GOAL OF THE EXERCISE: Once the line containing "Target: camouflage helmet cover" is found in the entries below, restate it and each following line word for word, stopping after the line containing "Target: vehicle grille".

### RECORDED INFORMATION ###

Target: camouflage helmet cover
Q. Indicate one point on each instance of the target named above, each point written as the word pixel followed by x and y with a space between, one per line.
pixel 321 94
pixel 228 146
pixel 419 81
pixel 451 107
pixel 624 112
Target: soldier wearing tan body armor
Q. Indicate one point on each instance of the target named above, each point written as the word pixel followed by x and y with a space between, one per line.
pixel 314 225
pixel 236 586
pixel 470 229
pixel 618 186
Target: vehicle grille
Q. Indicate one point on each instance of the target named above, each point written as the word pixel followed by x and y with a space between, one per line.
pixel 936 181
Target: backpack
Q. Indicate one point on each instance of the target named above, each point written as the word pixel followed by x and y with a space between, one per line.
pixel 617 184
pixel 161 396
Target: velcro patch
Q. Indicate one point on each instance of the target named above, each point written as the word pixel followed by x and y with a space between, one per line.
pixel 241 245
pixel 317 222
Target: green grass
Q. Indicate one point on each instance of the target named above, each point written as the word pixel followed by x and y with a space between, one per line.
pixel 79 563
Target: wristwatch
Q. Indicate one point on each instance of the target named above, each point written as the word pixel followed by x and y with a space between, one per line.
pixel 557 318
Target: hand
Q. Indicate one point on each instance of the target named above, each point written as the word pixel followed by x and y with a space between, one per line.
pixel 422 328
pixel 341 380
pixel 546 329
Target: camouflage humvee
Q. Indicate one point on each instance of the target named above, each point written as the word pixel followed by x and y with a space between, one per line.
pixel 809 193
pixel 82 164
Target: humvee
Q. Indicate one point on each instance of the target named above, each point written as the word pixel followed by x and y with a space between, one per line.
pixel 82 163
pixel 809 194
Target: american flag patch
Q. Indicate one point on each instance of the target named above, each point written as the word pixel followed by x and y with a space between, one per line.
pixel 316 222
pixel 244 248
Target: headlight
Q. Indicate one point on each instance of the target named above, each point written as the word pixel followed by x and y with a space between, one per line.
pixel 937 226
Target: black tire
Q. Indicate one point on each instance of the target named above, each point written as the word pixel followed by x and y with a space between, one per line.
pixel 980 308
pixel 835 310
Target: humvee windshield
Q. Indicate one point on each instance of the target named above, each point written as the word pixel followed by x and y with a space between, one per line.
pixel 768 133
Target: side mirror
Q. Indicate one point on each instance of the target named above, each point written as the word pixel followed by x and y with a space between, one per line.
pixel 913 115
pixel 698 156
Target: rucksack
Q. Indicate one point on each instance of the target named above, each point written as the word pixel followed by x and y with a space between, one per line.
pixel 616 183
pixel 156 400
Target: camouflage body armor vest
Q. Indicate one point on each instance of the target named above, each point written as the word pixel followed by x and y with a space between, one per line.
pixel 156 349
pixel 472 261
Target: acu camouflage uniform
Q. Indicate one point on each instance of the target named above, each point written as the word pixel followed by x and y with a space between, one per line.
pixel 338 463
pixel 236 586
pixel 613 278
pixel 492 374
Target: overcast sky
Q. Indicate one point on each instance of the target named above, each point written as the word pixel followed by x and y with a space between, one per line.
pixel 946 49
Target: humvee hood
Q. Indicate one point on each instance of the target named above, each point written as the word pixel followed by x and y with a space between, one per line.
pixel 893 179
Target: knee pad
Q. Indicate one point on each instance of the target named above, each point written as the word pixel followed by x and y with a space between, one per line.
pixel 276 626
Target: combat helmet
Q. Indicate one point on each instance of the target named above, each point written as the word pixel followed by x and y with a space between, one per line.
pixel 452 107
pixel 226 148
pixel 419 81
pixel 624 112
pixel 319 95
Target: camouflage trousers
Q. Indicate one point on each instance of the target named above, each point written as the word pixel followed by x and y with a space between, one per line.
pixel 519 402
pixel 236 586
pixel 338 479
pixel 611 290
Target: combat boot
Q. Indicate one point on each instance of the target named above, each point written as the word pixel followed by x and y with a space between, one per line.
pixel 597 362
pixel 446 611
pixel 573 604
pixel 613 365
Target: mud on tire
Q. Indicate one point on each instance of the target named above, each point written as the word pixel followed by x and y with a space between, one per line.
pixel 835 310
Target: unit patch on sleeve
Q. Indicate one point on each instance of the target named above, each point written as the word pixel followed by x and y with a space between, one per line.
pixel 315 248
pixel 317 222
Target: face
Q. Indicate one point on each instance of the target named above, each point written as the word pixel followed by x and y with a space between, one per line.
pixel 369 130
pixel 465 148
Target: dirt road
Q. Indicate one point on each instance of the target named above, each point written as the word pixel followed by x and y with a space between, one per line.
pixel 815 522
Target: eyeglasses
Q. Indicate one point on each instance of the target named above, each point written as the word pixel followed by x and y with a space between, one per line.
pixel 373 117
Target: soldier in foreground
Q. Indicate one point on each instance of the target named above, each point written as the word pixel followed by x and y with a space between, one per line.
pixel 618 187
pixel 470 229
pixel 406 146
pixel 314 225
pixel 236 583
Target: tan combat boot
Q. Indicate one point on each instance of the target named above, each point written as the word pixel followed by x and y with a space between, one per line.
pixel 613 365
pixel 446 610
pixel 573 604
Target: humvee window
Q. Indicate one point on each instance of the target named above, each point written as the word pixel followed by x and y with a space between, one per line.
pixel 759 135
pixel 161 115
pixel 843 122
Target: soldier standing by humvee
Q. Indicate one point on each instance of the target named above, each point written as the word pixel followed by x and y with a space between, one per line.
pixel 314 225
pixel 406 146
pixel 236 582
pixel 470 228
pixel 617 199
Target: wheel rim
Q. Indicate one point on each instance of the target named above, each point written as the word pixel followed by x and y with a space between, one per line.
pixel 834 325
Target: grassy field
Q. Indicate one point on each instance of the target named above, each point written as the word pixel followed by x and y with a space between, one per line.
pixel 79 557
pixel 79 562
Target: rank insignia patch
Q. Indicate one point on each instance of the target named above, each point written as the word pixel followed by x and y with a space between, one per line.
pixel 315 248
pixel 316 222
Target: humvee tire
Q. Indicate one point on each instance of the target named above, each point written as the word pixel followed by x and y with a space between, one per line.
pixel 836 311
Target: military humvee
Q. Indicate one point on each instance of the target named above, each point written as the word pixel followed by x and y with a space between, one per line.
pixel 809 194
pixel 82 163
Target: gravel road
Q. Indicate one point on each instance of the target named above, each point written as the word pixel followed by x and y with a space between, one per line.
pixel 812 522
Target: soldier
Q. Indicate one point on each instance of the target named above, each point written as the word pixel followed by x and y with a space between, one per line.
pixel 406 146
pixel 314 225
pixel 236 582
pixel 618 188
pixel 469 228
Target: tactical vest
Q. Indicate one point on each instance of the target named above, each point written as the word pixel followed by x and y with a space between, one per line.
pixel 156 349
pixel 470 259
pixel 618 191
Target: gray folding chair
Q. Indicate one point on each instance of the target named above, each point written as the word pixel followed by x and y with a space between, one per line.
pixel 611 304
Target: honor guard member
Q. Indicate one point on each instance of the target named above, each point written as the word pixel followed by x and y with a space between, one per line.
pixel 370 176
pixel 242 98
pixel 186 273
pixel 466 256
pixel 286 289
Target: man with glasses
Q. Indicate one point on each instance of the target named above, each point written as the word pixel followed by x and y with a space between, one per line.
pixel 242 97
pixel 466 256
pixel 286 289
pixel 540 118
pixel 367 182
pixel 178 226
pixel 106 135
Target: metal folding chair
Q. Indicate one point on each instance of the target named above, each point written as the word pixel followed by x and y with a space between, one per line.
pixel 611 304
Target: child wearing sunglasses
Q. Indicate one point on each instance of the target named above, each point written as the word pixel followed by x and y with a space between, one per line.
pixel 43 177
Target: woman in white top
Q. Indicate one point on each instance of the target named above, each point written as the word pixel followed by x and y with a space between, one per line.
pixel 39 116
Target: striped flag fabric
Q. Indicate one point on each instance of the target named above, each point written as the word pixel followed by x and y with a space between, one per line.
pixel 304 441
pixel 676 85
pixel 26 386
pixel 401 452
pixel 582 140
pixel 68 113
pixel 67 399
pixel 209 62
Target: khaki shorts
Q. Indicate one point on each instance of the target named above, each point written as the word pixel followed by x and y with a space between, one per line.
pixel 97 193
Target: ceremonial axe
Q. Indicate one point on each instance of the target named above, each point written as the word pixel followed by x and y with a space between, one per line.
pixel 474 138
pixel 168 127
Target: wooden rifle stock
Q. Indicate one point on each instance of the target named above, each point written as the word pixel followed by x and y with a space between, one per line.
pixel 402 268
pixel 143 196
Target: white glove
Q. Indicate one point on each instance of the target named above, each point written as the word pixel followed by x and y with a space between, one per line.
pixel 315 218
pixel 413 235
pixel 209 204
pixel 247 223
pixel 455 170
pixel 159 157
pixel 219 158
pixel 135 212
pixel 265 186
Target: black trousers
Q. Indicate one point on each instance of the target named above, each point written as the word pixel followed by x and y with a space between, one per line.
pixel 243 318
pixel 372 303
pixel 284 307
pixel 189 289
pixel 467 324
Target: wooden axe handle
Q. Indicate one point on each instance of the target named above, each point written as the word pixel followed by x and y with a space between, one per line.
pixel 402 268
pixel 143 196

###
### RECORDED INFORMATION ###

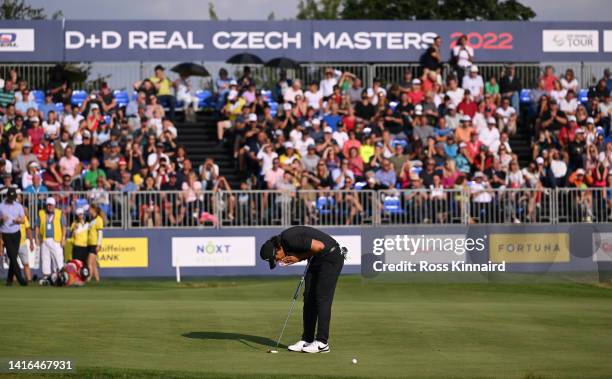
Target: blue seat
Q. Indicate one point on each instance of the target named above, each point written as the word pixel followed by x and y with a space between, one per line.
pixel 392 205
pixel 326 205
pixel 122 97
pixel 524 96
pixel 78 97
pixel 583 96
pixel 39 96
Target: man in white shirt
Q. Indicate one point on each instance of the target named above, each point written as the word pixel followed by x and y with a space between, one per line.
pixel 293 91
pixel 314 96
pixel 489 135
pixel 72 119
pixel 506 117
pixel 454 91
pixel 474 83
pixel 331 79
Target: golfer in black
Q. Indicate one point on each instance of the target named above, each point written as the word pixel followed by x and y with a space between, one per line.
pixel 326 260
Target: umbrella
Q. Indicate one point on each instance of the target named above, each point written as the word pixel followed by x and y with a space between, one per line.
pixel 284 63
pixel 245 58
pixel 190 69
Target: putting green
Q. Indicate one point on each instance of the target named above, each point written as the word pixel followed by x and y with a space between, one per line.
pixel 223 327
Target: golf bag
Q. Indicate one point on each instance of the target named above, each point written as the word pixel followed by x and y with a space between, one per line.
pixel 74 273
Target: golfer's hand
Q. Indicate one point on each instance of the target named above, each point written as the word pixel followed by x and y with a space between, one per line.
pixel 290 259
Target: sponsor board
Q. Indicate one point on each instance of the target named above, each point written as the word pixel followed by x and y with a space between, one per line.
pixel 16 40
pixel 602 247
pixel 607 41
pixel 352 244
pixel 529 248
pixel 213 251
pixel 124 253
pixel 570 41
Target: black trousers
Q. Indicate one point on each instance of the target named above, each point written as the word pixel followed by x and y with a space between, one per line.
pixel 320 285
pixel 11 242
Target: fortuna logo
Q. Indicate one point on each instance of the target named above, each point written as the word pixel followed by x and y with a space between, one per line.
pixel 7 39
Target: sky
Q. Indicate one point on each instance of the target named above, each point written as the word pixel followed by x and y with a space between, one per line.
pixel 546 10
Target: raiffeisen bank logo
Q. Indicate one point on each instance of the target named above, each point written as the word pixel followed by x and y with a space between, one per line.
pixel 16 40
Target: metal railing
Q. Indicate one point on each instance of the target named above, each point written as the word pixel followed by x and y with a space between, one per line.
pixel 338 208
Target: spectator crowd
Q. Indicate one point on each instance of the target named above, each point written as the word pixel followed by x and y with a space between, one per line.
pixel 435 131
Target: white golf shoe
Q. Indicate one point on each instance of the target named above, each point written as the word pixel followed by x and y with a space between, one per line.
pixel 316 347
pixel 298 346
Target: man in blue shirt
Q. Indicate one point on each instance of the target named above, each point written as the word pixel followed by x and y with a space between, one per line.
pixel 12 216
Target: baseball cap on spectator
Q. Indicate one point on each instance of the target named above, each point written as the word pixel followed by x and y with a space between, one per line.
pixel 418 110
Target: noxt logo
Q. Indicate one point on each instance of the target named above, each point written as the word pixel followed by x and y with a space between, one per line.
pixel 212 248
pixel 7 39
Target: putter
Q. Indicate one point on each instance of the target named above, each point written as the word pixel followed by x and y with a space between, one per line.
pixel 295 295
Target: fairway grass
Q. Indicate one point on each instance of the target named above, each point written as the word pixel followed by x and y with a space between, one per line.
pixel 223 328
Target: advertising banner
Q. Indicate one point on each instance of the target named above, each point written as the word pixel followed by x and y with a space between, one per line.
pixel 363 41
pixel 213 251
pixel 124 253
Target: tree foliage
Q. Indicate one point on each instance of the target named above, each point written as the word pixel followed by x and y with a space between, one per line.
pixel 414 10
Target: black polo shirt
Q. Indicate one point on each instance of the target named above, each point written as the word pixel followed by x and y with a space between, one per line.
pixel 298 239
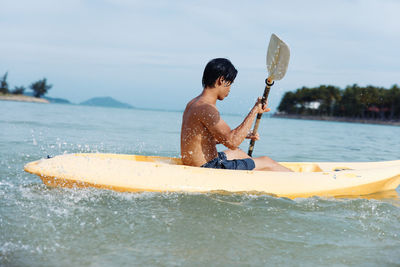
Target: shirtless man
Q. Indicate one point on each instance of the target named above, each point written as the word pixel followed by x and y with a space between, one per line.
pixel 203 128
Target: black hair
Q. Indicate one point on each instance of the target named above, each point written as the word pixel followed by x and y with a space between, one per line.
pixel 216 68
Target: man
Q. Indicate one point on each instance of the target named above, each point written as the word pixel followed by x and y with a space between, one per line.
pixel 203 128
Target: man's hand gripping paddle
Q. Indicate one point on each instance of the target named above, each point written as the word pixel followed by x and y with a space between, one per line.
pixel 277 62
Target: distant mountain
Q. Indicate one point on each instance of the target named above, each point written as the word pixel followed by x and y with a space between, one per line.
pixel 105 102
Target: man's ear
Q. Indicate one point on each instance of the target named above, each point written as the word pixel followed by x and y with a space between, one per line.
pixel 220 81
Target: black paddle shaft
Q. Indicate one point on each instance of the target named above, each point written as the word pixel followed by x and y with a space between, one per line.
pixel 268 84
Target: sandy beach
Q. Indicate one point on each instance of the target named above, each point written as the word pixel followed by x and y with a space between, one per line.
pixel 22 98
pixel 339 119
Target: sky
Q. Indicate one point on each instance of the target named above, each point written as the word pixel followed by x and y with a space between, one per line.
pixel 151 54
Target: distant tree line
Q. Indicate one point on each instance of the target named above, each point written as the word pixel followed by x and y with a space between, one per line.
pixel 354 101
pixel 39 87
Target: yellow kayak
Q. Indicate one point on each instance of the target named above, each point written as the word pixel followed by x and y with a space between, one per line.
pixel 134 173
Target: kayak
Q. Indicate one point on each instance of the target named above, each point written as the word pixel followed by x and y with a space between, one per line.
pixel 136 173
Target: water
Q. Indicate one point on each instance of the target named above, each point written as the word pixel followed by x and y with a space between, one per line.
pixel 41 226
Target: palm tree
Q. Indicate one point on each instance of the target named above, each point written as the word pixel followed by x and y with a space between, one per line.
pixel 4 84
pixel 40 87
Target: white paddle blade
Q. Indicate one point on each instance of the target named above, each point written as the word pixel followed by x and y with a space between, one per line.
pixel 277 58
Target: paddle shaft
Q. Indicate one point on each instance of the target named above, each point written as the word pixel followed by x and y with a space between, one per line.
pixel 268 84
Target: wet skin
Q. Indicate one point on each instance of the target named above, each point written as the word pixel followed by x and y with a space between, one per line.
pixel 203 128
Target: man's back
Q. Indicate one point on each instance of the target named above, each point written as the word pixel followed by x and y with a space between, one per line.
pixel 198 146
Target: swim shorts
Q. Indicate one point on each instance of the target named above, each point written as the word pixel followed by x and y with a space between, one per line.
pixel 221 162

###

RESULT OF THIS TASK:
Target: camouflage helmet cover
Q. Indicate one point on each instance of the target named above, each point written as the word pixel followed by x and y with a space between, one per line.
pixel 321 94
pixel 228 146
pixel 419 81
pixel 451 107
pixel 624 112
Target: soldier wearing tan body armor
Q. Indicate one point on each instance of the target named above, each point written as the word pixel followed by x and y with a space between, one per line.
pixel 314 225
pixel 236 586
pixel 470 229
pixel 618 186
Target: vehicle grille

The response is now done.